* **Texto em estudo**:
┌──

Na sua maneira de pensar, padre, que elementos são essenciais, para o estabelecimento de uma Pastoral Urbana, para que seja eficaz e eficiente? Bom, eu teria uma distinção a fazer: uma pastoral urbana genérica pelo fato de estar na cidade e depois vem a pastoral mais popular, que vive a cidade de maneira bem diferente. Tem várias maneiras de viver a cidade. Por exemplo, quem tem carro e quem não tem carro. Ali o tipo de relação social é bem diferente. Então, tem que levar em conta essas diferenças. Alguns fizeram inquérito sobre o comportamento escolar na periferia de São Paulo e na periferia de Paris e viram que é a mesma coisa, os mesmos problemas, as mesmas dificuldades, os dois mundos: o mundo que participa das vantagens das cidades, comunicação fácil, multiplicidade de contato, multiplicidade de encontros culturais e etc; e depois tem a massa de pobres que leva horas de ônibus para chegar ao trabalho, em pé, se de metrô é a mesma coisa; então, ali eles perdem 3 a 4 horas do dia só nisso. O cansaço do trabalho, a tensão do trabalho, a competição permanente, qualquer um pode perder o trabalho. Quer dizer, cria um modo de comportamento bem diferente.

└──

* **Conjunto de dados**:

┌──

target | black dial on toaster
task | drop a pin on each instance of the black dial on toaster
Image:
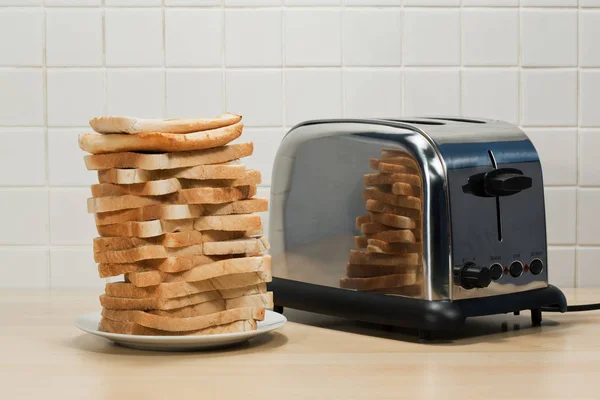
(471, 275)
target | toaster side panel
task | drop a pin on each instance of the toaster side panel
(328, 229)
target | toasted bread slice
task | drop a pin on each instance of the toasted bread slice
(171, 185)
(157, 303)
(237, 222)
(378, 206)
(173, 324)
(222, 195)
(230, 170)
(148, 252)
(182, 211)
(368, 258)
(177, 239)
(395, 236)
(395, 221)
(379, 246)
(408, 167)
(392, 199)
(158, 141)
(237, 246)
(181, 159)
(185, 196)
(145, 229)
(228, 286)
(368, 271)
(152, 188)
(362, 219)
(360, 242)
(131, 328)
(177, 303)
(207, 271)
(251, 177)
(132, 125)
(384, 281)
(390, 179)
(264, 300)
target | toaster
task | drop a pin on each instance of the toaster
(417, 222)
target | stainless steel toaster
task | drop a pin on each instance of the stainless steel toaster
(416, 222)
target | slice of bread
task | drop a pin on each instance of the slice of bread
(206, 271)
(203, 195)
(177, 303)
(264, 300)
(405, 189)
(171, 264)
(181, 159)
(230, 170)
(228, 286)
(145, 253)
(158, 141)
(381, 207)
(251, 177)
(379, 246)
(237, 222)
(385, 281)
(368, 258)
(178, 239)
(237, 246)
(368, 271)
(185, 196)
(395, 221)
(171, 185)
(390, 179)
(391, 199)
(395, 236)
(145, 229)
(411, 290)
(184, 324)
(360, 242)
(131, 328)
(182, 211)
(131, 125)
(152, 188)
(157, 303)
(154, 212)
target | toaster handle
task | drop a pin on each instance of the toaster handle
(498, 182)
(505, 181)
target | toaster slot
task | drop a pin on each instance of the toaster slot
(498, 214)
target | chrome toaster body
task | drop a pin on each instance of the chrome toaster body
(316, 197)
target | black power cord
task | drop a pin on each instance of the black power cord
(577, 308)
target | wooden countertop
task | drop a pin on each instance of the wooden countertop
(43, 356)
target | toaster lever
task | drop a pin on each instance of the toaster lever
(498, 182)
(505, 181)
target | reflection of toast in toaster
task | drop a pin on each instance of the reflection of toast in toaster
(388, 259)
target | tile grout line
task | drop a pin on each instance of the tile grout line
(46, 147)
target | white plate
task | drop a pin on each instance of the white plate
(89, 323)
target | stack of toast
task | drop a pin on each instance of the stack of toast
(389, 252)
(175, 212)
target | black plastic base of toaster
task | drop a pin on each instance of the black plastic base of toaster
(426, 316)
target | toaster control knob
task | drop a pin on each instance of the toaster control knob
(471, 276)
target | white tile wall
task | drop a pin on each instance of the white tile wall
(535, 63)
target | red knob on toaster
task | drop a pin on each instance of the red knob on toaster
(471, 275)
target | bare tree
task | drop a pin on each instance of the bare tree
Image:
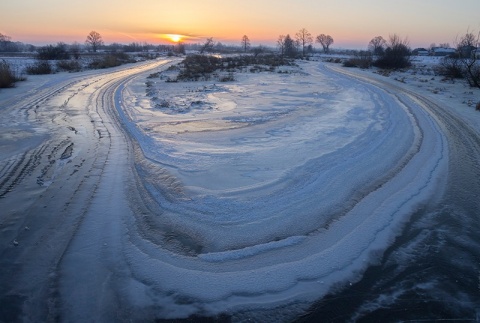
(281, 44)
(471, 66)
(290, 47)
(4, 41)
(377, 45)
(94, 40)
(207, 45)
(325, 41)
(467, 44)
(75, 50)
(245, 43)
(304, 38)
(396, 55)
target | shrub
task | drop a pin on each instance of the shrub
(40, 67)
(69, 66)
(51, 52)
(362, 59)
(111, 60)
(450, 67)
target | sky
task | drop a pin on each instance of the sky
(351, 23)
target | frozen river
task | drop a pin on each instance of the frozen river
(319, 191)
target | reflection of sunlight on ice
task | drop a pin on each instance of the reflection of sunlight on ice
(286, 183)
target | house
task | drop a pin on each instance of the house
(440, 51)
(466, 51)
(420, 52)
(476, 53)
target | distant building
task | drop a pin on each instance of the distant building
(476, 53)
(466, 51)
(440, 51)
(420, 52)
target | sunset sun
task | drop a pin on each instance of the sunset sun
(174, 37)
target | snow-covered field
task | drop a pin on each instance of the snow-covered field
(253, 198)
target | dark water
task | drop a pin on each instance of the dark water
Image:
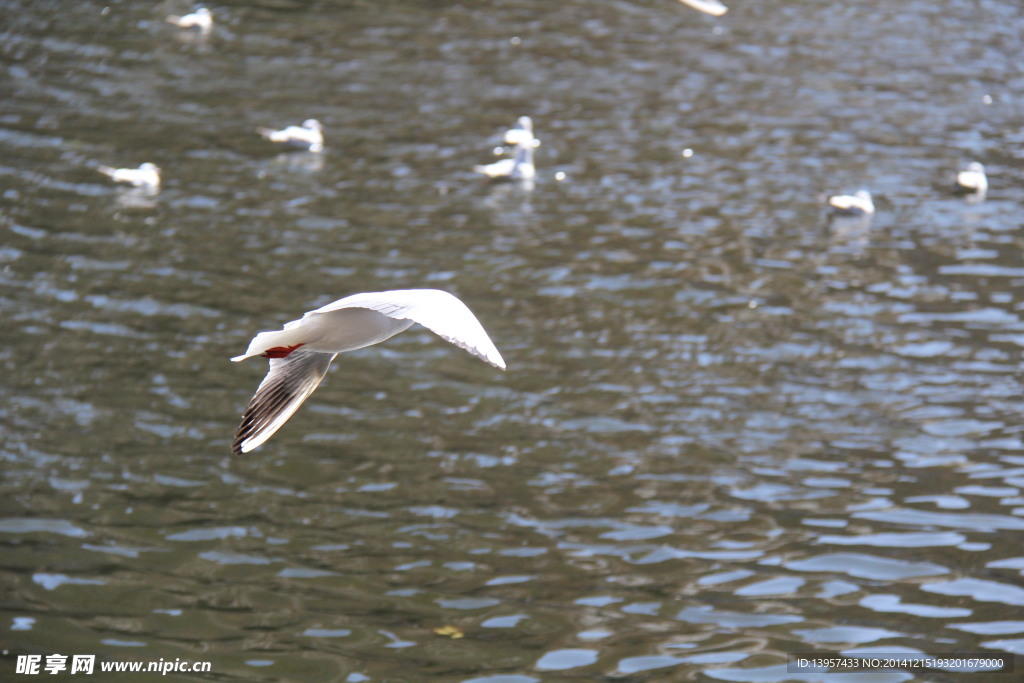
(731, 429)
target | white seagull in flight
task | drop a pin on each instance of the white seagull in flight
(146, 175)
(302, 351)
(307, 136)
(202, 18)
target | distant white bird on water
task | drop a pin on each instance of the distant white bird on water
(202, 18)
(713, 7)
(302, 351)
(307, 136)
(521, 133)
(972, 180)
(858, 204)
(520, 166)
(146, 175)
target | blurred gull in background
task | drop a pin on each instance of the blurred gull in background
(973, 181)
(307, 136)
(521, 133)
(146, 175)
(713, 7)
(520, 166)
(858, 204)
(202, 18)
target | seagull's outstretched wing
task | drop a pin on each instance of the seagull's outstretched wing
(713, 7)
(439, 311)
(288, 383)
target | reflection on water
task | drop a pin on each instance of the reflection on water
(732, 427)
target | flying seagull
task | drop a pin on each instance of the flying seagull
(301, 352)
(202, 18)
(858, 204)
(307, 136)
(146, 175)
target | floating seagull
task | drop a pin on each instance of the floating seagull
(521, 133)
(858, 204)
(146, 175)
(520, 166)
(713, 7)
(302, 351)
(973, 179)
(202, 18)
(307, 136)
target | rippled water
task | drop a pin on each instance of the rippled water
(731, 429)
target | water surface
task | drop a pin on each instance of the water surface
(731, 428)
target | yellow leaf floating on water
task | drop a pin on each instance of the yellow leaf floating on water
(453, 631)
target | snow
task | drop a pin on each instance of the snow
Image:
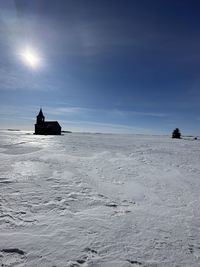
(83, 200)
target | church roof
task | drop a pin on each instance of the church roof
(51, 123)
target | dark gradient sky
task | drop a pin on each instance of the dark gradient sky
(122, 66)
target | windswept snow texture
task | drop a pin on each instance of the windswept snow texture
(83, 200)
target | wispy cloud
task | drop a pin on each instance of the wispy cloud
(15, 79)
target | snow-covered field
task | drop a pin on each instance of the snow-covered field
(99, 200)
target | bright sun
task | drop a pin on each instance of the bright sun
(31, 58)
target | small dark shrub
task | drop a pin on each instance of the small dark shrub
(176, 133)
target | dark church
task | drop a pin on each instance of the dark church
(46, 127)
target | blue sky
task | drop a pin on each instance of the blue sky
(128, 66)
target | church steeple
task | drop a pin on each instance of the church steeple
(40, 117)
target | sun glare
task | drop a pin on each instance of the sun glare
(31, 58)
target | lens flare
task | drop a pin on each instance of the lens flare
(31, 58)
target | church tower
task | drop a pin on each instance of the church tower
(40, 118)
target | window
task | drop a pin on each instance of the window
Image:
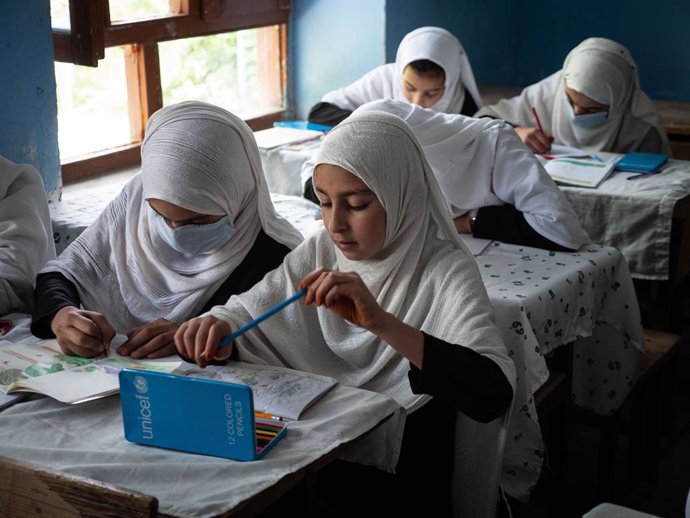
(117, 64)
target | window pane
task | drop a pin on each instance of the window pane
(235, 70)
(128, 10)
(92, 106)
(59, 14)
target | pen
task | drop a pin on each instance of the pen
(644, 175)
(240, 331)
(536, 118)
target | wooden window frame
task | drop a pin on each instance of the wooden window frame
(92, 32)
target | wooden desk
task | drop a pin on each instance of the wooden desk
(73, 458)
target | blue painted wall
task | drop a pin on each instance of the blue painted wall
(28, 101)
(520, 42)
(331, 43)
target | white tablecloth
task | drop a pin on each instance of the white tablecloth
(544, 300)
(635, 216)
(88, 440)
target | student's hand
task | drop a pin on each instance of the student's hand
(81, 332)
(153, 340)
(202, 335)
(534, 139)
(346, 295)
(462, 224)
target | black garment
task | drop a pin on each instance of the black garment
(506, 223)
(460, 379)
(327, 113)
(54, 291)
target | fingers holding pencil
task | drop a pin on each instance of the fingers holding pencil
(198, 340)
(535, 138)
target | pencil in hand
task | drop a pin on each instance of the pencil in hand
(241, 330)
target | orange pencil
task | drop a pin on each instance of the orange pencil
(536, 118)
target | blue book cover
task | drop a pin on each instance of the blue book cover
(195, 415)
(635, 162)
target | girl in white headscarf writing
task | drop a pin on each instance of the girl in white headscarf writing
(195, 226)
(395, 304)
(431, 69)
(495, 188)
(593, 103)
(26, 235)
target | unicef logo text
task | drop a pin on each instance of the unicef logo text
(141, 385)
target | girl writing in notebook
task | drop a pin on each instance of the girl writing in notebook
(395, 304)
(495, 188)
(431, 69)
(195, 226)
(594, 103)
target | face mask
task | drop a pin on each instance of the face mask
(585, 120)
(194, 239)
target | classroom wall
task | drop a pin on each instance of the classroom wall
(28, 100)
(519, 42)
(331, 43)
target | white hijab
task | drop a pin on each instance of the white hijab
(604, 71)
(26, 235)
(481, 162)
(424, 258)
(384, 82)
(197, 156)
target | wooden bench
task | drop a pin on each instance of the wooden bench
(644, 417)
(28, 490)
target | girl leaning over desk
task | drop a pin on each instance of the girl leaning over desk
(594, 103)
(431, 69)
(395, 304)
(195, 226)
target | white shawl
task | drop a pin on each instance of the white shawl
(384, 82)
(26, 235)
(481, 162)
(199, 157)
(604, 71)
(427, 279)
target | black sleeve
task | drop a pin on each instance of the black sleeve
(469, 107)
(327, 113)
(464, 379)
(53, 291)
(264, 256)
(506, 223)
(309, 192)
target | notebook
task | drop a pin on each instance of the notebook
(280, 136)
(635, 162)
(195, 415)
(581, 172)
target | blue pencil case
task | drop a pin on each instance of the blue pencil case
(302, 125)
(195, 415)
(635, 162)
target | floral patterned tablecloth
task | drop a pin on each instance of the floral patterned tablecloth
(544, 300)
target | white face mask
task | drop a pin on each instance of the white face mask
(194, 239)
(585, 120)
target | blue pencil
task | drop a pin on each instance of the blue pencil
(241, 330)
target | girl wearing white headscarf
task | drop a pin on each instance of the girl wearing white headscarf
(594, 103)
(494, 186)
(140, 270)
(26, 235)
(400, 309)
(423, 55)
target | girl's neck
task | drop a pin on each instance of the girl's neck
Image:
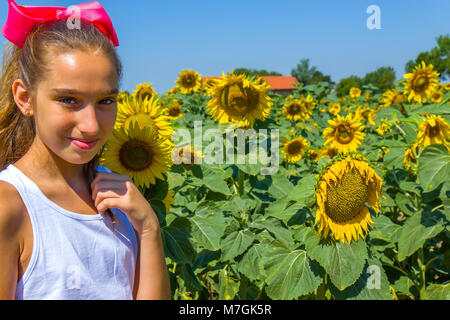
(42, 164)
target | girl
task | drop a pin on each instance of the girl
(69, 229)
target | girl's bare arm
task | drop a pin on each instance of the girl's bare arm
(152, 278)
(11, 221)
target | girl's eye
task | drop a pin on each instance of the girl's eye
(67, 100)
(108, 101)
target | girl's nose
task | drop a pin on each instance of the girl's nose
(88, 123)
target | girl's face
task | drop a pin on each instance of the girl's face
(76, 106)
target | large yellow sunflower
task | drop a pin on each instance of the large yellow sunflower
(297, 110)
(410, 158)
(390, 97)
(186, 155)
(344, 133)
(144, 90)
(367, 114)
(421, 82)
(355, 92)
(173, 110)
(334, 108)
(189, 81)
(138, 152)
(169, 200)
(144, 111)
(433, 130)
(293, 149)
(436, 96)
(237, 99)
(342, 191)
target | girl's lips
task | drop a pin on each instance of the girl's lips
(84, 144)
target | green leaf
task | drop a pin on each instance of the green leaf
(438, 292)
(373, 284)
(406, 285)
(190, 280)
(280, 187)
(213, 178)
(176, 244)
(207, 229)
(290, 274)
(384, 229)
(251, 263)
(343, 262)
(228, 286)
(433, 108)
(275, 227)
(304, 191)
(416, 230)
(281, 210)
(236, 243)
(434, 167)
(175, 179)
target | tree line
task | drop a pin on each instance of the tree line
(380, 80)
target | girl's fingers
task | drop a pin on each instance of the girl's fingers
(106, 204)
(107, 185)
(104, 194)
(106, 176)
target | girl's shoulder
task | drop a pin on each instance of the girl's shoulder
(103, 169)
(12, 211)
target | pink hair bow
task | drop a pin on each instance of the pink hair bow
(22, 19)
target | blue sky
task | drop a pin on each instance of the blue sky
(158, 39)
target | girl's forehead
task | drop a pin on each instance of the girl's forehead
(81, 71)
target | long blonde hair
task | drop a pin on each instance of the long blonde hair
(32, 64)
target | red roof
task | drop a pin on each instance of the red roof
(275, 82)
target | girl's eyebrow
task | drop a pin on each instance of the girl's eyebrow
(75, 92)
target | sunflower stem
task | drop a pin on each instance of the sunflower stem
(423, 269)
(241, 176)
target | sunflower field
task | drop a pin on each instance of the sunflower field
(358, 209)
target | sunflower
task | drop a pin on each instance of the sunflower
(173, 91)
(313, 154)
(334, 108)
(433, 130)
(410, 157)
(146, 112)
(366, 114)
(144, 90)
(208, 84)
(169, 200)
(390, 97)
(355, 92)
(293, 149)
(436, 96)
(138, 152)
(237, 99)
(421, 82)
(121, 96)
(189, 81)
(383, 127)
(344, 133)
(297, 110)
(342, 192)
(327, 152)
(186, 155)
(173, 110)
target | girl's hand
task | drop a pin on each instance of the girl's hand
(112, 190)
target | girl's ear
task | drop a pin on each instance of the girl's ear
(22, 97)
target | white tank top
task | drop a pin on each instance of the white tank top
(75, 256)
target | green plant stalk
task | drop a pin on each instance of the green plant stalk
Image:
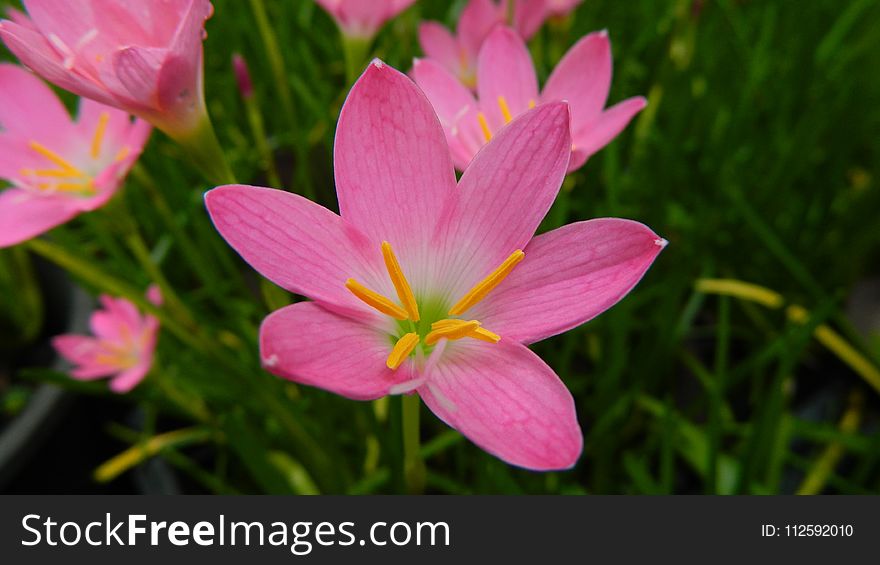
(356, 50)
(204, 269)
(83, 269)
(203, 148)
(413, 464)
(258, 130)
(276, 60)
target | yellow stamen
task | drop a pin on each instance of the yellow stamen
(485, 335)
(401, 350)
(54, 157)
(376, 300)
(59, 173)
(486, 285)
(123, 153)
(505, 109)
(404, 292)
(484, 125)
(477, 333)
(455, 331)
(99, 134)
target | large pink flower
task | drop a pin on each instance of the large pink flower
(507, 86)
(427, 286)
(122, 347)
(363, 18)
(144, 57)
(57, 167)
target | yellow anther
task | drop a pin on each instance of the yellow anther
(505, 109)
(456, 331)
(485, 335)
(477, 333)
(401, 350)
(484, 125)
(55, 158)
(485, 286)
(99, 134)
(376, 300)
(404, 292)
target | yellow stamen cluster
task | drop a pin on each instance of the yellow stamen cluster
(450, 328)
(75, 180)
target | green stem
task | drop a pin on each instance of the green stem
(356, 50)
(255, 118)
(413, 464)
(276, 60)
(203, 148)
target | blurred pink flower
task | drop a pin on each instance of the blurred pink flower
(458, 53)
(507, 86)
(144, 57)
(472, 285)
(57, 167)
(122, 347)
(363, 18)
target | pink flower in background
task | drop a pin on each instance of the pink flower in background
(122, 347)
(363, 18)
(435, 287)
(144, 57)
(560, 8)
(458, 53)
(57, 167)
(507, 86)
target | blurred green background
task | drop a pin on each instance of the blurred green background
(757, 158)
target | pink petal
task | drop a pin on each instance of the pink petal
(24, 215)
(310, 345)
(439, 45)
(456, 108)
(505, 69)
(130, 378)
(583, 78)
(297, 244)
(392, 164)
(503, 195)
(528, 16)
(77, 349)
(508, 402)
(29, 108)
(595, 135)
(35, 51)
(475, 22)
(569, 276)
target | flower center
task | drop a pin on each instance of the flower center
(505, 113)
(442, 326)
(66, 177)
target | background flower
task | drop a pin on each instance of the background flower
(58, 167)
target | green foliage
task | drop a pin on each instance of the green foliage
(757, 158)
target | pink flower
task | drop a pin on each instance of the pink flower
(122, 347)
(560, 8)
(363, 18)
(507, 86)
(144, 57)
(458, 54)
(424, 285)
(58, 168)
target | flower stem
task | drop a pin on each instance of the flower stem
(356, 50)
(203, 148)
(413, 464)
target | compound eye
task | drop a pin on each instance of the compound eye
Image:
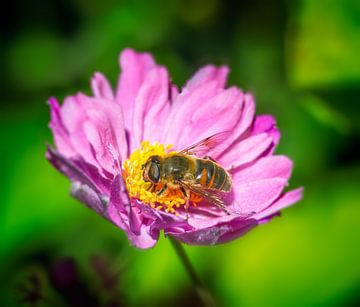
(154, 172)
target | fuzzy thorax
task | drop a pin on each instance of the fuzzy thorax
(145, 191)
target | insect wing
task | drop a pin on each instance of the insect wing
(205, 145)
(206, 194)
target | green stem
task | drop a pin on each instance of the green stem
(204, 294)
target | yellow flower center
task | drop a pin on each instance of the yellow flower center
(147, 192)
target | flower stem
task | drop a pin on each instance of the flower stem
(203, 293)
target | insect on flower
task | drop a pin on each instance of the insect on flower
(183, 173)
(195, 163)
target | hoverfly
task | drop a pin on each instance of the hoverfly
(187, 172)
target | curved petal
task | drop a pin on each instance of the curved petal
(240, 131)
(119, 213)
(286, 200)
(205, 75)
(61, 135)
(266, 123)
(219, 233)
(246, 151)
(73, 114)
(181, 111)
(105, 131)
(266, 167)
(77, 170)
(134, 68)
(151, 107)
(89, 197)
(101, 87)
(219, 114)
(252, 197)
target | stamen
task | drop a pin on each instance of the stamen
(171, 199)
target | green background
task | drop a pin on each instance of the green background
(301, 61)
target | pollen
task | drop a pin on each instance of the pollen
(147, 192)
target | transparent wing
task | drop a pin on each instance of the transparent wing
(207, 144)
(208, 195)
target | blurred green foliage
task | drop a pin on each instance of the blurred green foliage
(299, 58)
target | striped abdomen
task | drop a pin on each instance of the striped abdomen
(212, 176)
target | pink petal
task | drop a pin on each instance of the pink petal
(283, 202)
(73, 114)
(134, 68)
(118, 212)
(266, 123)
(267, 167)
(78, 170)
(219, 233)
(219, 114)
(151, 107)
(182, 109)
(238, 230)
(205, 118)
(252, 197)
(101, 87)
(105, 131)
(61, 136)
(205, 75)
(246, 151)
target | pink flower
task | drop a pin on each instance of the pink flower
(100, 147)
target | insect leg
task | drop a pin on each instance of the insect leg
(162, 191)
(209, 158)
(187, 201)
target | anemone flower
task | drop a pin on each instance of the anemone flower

└──

* **O que se pede**: Copie na íntegra o texto sobre a pastoral urbana, sem alterar nenhuma palavra ou sinal.

* **Resultado**:
Na sua maneira de pensar, padre, que elementos são essenciais, para o estabelecimento de uma Pastoral Urbana, para que seja eficaz e eficiente? Bom, eu teria uma distinção a fazer: uma pastoral urbana genérica pelo fato de estar na cidade e depois vem a pastoral mais popular, que vive a cidade de maneira bem diferente. Tem várias maneiras de viver a cidade. Por exemplo, quem tem carro e quem não tem carro. Ali o tipo de relação social é bem diferente. Então, tem que levar em conta essas diferenças. Alguns fizeram inquérito sobre o comportamento escolar na periferia de São Paulo e na periferia de Paris e viram que é a mesma coisa, os mesmos problemas, as mesmas dificuldades, os dois mundos: o mundo que participa das vantagens das cidades, comunicação fácil, multiplicidade de contato, multiplicidade de encontros culturais e etc; e depois tem a massa de pobres que leva horas de ônibus para chegar ao trabalho, em pé, se de metrô é a mesma coisa; então, ali eles perdem 3 a 4 horas do dia só nisso. O cansaço do trabalho, a tensão do trabalho, a competição permanente, qualquer um pode perder o trabalho. Quer dizer, cria um modo de comportamento bem diferente.